» **Description of the task**
Quote word for word the part of the material that opens with the line containing "like [(238, 173)]." and runs through the end of the material.

» **The records**
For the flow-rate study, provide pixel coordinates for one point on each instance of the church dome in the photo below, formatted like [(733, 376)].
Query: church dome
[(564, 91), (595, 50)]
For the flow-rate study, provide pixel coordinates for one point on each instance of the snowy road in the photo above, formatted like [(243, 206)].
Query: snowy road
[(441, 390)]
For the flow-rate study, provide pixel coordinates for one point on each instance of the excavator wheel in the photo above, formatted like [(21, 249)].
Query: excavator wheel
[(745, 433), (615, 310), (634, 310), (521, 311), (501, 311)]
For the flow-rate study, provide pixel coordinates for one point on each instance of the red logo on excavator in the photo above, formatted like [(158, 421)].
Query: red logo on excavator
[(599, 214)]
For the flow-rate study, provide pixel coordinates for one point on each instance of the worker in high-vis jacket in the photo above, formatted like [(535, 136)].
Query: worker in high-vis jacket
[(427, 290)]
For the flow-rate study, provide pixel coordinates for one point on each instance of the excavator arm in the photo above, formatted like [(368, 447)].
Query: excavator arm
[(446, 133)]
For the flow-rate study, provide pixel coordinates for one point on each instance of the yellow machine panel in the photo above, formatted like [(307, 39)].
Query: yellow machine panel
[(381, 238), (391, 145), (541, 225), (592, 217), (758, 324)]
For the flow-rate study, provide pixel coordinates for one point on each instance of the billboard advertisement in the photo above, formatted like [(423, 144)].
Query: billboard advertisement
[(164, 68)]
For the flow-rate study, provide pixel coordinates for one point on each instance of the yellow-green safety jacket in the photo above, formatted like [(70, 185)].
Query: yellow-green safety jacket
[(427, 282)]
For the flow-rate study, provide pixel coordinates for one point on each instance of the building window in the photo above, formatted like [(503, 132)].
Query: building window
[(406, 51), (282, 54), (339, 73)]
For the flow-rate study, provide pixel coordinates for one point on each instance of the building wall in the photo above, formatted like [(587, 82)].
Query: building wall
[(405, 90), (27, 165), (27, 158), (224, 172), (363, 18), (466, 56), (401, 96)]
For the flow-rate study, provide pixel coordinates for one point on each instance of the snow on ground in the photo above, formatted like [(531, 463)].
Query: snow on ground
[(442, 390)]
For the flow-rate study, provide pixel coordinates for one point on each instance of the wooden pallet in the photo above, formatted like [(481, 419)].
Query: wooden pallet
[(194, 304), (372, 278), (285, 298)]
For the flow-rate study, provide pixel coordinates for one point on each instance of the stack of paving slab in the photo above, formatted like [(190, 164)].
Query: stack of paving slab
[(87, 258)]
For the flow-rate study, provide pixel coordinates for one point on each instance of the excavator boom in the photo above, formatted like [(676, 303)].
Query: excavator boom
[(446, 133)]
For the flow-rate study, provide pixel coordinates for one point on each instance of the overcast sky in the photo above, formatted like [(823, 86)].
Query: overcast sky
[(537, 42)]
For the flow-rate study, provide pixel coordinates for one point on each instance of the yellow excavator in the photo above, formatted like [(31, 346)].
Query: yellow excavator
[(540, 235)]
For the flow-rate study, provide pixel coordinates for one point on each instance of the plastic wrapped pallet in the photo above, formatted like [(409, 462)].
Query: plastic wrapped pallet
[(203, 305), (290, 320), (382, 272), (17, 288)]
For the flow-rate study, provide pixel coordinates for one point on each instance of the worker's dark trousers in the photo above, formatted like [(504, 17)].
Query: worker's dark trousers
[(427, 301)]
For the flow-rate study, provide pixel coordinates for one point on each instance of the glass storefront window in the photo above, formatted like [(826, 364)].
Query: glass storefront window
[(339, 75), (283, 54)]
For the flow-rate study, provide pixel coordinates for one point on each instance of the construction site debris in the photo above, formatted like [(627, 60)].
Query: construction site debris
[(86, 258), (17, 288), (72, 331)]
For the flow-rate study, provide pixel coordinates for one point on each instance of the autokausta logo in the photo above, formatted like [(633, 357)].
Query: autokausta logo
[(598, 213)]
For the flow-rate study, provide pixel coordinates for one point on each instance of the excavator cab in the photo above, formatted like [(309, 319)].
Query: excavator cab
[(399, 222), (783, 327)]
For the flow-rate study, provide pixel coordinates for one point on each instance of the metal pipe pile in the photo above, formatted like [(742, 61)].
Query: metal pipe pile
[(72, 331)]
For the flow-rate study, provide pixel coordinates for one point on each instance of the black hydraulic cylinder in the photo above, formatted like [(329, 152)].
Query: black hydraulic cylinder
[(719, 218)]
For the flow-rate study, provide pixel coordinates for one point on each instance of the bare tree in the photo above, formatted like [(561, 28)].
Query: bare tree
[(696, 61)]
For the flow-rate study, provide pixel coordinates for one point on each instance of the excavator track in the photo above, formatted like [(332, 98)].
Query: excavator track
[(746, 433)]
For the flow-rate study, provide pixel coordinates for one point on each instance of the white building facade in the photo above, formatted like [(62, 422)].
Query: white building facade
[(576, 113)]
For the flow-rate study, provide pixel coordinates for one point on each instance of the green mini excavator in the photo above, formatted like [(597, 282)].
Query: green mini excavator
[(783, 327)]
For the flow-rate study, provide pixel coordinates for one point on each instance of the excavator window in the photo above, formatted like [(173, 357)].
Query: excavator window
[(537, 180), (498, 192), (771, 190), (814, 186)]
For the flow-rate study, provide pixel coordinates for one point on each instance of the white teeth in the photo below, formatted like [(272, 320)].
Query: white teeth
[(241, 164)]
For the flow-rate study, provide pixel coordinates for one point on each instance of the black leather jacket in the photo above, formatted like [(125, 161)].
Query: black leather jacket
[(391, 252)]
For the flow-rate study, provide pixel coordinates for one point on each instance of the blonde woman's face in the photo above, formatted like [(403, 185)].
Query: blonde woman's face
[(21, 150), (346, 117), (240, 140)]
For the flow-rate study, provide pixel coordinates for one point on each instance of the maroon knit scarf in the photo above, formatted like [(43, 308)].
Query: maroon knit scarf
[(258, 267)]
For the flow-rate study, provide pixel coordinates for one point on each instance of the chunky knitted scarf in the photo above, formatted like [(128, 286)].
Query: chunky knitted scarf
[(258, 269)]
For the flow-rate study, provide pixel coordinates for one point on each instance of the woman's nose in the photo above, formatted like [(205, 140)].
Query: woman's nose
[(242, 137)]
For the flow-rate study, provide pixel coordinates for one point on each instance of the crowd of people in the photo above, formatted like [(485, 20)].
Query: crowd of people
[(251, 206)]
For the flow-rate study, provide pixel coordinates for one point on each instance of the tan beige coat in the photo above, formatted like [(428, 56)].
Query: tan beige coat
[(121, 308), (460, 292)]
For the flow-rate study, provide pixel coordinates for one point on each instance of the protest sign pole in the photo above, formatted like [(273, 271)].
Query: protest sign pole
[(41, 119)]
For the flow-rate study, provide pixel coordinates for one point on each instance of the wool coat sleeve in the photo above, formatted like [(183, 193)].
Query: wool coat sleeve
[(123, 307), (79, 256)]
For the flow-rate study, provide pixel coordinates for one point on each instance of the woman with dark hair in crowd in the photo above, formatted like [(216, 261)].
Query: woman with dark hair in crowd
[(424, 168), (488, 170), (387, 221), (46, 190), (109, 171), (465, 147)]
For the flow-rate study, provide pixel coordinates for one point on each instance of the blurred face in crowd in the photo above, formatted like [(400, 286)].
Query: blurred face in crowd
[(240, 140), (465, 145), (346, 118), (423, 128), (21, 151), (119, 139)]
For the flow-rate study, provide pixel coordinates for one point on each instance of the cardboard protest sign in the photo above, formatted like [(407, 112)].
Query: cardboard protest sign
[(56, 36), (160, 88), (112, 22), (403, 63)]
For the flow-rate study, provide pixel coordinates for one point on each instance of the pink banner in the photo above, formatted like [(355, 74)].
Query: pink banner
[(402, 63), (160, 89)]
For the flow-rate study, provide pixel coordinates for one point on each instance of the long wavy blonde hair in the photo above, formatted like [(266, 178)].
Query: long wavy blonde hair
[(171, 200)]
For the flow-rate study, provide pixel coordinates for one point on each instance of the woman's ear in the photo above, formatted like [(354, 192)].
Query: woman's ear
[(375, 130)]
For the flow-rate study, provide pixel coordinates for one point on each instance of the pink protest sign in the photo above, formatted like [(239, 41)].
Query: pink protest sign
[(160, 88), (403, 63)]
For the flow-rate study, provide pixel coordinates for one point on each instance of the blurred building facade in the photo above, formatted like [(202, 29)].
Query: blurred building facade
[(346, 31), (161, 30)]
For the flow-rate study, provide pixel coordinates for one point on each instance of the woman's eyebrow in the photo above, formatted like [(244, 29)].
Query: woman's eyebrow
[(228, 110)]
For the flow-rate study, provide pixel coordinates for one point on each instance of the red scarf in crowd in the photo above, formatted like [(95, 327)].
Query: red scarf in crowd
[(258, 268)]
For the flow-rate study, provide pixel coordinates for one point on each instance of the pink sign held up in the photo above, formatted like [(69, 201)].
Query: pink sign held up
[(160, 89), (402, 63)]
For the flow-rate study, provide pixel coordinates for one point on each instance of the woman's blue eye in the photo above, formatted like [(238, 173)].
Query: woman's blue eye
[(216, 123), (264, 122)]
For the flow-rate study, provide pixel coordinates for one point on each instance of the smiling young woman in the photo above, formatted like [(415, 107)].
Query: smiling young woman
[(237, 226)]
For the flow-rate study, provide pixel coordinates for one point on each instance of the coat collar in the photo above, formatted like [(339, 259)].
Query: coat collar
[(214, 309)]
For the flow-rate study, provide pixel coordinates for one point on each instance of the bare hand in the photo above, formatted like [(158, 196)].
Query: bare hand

» **Complete answer**
For the flow-rate study, provide pixel coordinates for one point on each instance of the woman's blue eye in the photo above, formatted like [(238, 173)].
Query: woman's blue eye
[(216, 123), (264, 122)]
For the flow-rate study, provide pixel coordinates for one point on each instance of the smiling young woman in the photo above, formatted like [(415, 107)].
Query: smiling young woman
[(237, 226)]
For the flow-rate study, provide pixel coordinates for one point on each instance of the coat collar in the photo above, formatted like [(339, 259)].
Query: coat collar
[(214, 309)]
For the flow-rate study, provide pixel coordinates for one point on each instance of the bare hand in the photo above, formatted like [(158, 196)].
Query: bare hand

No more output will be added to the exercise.